Work to be completed: Could you copy out the stretch of the entries below that opens with the line containing "Where is the red wing" and closes with the line containing "856,514 -> 918,578", keeping both end lines and changing nothing?

□ □ □ □ □

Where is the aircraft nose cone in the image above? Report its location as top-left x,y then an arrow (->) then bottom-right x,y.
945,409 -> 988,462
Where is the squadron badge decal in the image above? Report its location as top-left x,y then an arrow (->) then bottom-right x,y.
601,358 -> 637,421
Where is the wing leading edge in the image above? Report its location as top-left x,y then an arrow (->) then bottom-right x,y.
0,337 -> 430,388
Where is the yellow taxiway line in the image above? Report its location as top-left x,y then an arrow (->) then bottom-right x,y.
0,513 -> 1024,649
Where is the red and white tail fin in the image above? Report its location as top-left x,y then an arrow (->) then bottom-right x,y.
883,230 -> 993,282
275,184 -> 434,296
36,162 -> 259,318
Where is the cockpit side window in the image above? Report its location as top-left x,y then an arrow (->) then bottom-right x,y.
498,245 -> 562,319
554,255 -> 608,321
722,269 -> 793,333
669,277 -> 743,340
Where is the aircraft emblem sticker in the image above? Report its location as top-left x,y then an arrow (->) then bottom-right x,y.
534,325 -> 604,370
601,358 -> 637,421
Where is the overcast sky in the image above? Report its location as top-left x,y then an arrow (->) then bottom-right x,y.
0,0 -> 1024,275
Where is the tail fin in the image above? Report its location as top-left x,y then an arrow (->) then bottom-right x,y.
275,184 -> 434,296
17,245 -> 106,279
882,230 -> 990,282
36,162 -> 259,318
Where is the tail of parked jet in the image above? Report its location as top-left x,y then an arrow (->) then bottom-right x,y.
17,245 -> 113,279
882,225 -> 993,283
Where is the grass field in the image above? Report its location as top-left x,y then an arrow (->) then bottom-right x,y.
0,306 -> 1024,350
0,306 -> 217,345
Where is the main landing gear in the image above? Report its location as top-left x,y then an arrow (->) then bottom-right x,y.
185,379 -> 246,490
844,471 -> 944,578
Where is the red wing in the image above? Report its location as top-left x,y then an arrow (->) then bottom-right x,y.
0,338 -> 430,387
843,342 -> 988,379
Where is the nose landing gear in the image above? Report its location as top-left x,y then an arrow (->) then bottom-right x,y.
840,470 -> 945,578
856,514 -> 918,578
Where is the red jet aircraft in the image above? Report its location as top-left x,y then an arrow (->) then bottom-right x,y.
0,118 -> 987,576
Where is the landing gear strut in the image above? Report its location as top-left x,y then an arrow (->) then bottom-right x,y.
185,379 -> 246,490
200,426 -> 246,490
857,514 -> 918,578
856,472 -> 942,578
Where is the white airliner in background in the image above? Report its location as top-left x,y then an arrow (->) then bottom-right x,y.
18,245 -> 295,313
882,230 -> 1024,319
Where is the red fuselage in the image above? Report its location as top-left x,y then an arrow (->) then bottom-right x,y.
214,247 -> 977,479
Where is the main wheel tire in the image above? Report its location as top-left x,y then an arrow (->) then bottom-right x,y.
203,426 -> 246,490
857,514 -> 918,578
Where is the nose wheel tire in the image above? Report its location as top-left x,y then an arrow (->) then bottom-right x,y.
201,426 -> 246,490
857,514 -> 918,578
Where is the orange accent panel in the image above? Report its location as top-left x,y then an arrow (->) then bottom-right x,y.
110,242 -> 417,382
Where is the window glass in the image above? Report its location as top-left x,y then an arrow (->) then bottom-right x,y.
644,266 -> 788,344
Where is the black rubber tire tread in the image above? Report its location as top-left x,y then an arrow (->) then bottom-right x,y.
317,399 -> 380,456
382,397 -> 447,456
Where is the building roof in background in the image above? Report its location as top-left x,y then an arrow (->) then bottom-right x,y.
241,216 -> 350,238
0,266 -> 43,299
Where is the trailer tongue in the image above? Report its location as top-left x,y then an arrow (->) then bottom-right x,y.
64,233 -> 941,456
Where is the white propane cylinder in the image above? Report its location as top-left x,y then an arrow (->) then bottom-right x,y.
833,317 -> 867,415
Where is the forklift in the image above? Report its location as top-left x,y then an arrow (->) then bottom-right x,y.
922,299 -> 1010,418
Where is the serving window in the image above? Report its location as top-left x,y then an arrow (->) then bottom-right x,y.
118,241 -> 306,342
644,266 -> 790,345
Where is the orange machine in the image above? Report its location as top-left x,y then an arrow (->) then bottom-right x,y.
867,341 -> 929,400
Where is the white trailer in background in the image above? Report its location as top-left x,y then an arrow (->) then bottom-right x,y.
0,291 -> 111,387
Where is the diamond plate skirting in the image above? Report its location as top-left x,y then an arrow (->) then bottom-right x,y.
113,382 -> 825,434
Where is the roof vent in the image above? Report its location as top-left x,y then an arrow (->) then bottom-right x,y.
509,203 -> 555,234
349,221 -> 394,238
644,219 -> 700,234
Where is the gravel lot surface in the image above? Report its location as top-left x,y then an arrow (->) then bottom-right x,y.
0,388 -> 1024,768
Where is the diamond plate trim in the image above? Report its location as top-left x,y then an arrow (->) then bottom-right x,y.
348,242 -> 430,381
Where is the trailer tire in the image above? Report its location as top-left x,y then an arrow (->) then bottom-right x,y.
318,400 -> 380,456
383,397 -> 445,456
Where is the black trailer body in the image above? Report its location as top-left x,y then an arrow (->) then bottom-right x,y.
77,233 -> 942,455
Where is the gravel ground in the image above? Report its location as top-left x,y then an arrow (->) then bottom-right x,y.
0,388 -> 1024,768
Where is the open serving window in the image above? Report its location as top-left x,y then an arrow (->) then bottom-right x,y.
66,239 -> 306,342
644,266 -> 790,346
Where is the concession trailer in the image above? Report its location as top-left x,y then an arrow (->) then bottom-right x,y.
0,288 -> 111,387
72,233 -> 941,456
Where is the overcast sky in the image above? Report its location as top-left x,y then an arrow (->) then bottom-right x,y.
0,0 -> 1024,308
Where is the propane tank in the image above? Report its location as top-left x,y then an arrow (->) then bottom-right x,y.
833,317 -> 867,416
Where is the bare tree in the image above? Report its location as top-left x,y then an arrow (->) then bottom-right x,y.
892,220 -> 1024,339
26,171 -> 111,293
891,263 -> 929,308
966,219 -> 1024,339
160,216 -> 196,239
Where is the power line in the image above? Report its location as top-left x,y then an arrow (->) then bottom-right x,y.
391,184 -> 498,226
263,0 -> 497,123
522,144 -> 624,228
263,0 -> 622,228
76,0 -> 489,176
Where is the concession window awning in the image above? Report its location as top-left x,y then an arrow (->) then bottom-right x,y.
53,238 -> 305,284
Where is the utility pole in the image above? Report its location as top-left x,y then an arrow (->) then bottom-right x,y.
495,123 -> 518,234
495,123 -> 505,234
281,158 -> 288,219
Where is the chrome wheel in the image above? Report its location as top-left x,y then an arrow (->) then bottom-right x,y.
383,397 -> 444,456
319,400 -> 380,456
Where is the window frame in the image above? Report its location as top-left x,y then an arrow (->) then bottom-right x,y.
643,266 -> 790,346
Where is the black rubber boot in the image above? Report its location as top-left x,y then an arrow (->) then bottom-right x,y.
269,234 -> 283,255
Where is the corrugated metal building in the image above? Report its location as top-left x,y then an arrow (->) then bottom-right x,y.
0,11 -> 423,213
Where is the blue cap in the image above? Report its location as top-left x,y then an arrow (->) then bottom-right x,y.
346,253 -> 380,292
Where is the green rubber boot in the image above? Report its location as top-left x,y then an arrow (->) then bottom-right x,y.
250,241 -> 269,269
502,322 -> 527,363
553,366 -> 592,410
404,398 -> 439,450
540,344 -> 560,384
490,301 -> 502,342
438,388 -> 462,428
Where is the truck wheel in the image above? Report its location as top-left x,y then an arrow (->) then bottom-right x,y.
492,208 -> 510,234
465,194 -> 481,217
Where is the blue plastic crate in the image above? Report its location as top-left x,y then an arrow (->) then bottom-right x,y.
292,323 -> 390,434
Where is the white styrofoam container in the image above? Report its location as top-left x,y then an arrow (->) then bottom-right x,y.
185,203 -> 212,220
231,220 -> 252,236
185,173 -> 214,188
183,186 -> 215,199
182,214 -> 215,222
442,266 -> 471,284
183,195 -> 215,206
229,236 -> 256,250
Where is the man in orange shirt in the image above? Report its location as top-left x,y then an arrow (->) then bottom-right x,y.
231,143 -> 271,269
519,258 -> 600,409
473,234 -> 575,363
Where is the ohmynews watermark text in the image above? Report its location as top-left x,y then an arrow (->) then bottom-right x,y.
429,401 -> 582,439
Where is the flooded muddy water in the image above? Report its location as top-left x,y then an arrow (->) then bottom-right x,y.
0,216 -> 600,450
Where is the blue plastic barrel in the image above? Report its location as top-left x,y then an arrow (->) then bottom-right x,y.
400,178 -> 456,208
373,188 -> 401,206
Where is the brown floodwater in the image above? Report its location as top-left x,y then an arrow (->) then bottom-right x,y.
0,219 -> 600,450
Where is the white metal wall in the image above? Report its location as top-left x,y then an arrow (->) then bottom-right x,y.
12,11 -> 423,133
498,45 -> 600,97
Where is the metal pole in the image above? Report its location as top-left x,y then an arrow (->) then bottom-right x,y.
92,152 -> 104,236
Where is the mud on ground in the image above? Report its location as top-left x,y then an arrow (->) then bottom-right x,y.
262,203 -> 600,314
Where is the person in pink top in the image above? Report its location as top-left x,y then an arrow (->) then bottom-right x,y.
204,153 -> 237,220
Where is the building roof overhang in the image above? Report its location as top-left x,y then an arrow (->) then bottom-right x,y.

□ □ □ □ □

Solution:
Where is the red wing in the image above? Report its location as top-left x,y then an arrow (->) then bottom-right x,y.
0,338 -> 430,387
843,342 -> 988,379
Where is the nose landing gear in the image above? Report its location as top-left x,y then an arrow (->) then bottom-right x,y.
840,470 -> 945,578
856,514 -> 918,578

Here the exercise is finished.